**PASSAGE GIVEN**
===============

# PCV And OTRCAI



## doww301 (Oct 30, 2011)

Getting ready to glass my otrcai. Concerned about pcv with this setup. I have ordered an oil catch can that has a breather on top. I wanted to delete the pcv and just vent each side with a 3/8" hose. One coming from the driver side valve cover and one coming from the valley cover vent-then cap everything else. Had an idea to tee them together, run the third line on the tee to the catch can and then let the outlet line from the catch can vent near bottom of the car. On the other hand, I could just run the valley cover outlet into the catch can and run the other line from there back into the intake manifold and call it good. I dont want to find any more oil on the back of my throttle body; and also, I would prefer to simply get only clean air into my intake manifold. If I can just vent both sides do I still need to get fresh air input into the fitting on the passenger side valve cover, or can I just cap that? I've done lots of searching on this and all the forum postings I have read and re-read generate LOTS of differing opinions on what to best do with the pcv. Another thing I've noticed is that guys who keep the fresh air from the intake have to install some 3/8" fitting into their silicone intake hoses between the maf and the throttle body. I'd rather see a cleaner look to my setup, but if the fresh air line is absolutely necessary then I will just do that. Thanks for your help in advance!


----------



## svede1212 (Nov 1, 2005)

You can have a "clean look" or a dirty engine. Your proposal is to run a bunch of hoses that do little. You should also not have a breather on the catch can. You need to understand how it works before you start re-engineering. The hose off the intake coupler provides fresh air to the crankcase. That is after the MAF so that it is metered as that air is later run back to the intake manifold and into the engine. Running without that and just venting is like having a leak in your intake manifold.

FWIW the back, driver's side valve cover port is a very poor place to vent from as a large amount of oil can come from there. Your best bet is to stick with the stock routing. The only improvement would be to put a check valve on that hose off the coupler to prevent reversion of oily air going in front of the TB from excessive blow-by.


----------



## svede1212 (Nov 1, 2005)

Just in case you missed one of the posts where I showed this the barb does not have to be a POS like the Vararam uses. Get a plastic 3/8" hose to hose barb and cut off one end. The center part of those is a larger diameter so it won't fall though. Push it in through a hole in the MAF>TB coupler and push the hose on from the outside to secure it.


----------



## doww301 (Oct 30, 2011)

*Big Help!!*

Thanks Svede! I've got a better understanding of this now. There's a lot of mis-information out there about this topic, and for that matter, about everything associated with this car. Its clearly not enough just to take advice from a racer who doesn't run his car on the street. That's where I got the plan to just run the hoses. I think I will stick with the stock routing and just add the catch can between the lifter valley and the intake. I can remove the breather and just cap that off. so there's no gasses venting out into the engine compartment. Back in the carbureted days, with my superbee, I just ran a breather on each valve cover on my 383. It worked fine. Obviously that concept wont work here. Thanks again for your help!


----------



## svede1212 (Nov 1, 2005)

For optimum results that check valve on the inlet side is a good idea. Using engine vacuum is an improvement over the old passive venting. The biggest issue with that tho is that the most blow-by is created at WOT and that's also when there is no vacuum to pull those gasses out. With no bias to the air movement and pressure in the crankcase the gases can go back up the inlet tube ahead of the TB and go into the manifold bypassing the catch can.


----------

===============

Reproduce the portion of the PCV forum thread from "You can have" to "from excessive blow-by." word for word.

===============

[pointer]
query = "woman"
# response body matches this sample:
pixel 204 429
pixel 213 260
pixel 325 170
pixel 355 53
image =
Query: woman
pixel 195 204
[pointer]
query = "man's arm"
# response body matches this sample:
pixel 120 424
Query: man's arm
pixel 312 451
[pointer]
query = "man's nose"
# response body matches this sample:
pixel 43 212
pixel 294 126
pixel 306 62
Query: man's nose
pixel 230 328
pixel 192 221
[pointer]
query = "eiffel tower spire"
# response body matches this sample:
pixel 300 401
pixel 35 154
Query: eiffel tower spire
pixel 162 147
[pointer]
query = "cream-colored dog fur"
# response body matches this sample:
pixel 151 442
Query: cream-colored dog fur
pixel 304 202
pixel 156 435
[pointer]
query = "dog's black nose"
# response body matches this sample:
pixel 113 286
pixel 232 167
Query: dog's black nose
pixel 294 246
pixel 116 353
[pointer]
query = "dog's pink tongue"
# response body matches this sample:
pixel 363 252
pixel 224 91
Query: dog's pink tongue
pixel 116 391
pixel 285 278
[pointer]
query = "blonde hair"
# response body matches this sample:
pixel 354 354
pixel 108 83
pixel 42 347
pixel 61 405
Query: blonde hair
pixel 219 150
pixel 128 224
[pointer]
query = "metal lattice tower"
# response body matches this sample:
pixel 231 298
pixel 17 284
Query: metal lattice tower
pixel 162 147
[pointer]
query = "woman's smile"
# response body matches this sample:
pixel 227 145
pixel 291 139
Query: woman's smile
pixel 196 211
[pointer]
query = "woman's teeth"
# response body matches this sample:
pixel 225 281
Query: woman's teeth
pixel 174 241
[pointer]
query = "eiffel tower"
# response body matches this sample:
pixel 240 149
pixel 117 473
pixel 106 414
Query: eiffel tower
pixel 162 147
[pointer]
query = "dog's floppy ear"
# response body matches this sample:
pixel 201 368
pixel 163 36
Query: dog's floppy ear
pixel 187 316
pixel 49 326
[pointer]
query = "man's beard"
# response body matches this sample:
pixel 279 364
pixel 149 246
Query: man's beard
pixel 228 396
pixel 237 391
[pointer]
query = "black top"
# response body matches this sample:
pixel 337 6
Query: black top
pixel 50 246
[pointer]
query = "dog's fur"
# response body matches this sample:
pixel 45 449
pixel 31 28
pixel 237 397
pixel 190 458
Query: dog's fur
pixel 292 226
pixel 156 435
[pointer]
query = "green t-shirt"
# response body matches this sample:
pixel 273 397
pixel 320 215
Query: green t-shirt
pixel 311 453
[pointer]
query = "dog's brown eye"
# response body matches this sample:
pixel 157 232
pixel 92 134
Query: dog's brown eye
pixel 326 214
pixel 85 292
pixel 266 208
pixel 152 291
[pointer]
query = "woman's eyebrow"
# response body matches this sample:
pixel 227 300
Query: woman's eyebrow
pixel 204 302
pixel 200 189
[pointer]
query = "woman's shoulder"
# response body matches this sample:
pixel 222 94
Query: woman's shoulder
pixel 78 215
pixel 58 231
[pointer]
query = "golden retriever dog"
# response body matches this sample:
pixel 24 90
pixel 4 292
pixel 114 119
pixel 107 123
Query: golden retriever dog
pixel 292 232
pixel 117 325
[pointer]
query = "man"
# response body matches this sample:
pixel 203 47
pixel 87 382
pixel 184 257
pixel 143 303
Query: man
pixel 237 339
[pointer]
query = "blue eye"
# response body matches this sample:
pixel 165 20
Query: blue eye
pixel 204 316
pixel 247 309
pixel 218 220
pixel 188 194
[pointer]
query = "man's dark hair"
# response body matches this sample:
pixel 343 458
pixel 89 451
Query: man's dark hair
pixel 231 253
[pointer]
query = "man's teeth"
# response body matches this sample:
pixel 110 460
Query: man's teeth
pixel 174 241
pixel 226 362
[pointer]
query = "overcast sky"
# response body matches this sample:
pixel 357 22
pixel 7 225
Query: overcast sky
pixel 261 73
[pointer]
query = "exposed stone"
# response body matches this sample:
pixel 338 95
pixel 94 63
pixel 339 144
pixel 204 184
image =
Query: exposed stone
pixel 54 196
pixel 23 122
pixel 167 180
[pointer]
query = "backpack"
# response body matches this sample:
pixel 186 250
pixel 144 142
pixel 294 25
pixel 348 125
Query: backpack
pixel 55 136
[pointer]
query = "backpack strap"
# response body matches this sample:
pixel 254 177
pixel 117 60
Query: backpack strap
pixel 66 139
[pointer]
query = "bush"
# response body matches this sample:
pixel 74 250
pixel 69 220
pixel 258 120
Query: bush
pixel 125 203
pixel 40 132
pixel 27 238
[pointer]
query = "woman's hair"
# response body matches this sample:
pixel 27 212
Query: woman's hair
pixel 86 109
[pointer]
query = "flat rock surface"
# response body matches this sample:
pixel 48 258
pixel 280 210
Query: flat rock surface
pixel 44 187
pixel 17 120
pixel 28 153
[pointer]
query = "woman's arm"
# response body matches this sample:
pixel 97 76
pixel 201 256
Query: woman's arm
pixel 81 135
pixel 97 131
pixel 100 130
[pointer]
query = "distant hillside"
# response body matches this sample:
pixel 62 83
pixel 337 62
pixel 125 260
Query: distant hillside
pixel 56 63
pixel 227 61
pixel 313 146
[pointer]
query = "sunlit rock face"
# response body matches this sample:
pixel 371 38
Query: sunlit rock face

===============

**TASK ANSWER**
You can have a "clean look" or a dirty engine. Your proposal is to run a bunch of hoses that do little. You should also not have a breather on the catch can. You need to understand how it works before you start re-engineering. The hose off the intake coupler provides fresh air to the crankcase. That is after the MAF so that it is metered as that air is later run back to the intake manifold and into the engine. Running without that and just venting is like having a leak in your intake manifold.

FWIW the back, driver's side valve cover port is a very poor place to vent from as a large amount of oil can come from there. Your best bet is to stick with the stock routing. The only improvement would be to put a check valve on that hose off the coupler to prevent reversion of oily air going in front of the TB from excessive blow-by.